## Exercise directions
Look through the data that follows and work out how many lines contain the string "woman". Nothing but that number should be given.

## Material for this task
>>>

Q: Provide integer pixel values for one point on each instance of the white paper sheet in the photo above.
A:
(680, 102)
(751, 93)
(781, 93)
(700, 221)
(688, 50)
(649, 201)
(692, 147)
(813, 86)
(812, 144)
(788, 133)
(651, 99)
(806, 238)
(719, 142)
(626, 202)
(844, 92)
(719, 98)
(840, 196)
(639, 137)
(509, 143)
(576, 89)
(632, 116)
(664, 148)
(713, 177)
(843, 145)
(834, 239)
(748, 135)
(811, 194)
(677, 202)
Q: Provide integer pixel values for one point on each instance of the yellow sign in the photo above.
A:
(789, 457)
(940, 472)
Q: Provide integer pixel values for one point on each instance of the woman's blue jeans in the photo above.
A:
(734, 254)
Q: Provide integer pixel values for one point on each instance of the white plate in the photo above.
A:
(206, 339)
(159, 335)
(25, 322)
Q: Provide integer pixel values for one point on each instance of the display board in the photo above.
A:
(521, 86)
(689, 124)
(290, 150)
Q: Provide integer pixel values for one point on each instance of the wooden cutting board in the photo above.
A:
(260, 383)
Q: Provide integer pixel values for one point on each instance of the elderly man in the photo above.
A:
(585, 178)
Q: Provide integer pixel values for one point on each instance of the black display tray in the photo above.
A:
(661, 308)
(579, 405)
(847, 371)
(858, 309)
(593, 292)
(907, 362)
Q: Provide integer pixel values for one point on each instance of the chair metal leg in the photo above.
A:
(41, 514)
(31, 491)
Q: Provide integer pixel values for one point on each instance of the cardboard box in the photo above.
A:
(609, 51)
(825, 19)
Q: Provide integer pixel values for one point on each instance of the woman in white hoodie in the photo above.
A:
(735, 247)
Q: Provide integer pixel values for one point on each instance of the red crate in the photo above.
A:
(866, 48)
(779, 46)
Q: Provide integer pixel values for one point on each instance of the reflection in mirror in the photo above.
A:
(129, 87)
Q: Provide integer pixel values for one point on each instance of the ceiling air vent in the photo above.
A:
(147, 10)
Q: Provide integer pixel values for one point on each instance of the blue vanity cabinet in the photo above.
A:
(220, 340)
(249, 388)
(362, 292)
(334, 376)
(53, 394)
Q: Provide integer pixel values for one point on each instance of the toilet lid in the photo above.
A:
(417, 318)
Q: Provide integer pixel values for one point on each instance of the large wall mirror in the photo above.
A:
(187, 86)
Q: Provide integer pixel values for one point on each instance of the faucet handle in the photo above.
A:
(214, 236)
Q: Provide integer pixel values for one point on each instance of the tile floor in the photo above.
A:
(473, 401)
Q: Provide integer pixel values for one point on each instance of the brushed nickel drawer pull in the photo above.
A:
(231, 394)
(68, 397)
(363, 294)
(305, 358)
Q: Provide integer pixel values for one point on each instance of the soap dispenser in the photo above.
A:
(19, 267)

<<<

## Result
2